— Excerpted data —

━━━━━━━━━━━━━━━━━━━━

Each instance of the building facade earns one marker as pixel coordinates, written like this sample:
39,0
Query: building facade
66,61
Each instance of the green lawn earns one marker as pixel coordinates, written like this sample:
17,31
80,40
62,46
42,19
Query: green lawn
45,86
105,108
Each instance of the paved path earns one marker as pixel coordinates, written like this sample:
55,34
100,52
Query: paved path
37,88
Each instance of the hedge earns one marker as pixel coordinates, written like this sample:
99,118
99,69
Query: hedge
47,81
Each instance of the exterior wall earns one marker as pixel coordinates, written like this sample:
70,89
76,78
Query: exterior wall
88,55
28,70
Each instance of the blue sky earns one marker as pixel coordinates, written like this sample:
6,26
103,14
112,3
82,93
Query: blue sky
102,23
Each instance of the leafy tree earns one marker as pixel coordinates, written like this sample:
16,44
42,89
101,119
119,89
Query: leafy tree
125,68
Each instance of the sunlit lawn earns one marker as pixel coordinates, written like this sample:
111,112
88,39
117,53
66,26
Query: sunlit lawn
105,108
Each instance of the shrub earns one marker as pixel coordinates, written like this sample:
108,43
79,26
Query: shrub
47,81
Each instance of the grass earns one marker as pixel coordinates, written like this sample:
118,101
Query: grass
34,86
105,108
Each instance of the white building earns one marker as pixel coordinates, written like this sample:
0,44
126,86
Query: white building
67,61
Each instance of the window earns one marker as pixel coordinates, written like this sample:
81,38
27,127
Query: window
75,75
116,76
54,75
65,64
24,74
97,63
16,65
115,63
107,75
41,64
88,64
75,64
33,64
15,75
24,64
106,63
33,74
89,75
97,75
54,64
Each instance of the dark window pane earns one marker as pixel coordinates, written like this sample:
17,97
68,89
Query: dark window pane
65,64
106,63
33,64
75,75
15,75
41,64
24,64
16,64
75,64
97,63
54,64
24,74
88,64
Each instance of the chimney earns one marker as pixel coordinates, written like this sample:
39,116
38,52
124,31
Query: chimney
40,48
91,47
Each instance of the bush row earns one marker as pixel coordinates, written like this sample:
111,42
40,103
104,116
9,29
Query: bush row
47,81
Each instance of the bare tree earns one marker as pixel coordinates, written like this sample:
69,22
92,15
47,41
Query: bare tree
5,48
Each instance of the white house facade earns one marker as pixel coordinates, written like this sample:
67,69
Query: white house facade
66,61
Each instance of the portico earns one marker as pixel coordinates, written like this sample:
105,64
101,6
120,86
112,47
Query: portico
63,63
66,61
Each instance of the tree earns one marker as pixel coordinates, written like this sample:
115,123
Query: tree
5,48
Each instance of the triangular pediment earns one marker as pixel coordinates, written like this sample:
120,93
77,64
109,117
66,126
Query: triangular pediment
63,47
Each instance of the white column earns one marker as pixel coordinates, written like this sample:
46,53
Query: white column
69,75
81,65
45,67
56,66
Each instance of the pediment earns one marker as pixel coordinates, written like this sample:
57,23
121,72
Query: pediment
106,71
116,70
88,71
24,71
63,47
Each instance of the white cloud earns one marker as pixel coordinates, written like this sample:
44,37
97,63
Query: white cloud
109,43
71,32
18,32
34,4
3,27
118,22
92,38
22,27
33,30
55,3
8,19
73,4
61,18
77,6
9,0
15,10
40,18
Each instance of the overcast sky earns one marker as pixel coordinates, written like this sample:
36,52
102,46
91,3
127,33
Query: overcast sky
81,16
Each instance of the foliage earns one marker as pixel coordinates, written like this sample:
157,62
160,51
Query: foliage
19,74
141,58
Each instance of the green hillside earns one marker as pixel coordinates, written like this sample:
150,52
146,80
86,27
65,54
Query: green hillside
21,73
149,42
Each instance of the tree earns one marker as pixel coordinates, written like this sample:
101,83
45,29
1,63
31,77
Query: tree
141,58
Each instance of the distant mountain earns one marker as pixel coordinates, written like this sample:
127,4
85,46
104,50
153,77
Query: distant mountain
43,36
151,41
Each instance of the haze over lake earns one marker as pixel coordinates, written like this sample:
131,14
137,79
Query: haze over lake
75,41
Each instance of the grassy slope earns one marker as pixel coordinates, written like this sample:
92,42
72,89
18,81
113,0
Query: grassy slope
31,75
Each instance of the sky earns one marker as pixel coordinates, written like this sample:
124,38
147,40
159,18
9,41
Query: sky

━━━━━━━━━━━━━━━━━━━━

Reproduce the listing above exactly from the line containing "Each instance of the green hillside" through its last line, with both of those lines included.

— Solution to this task —
Each instance of the green hillside earns one marker as pixel coordinates, written like this sample:
150,52
146,80
86,27
65,54
Query: green hillside
21,73
149,42
Each instance of the tree earns one marker as pixel coordinates, written like this sample:
101,83
45,29
1,63
31,77
Query: tree
141,58
Each instance of the distant mountain earns one marker as pixel coordinates, written like this sample:
127,4
85,46
104,50
153,77
Query: distant mountain
43,36
151,41
Each instance of the haze over lake earns one marker as pixel coordinates, written like this sample:
131,14
137,79
Query: haze over lake
75,41
Each instance of the grassy slope earns one marker as pixel coordinates, written like this sample:
92,42
72,89
18,81
113,0
Query: grassy slope
31,75
Each instance of the sky earns one marker as pixel coordinates, written like this sample:
124,38
147,40
159,18
9,41
Query: sky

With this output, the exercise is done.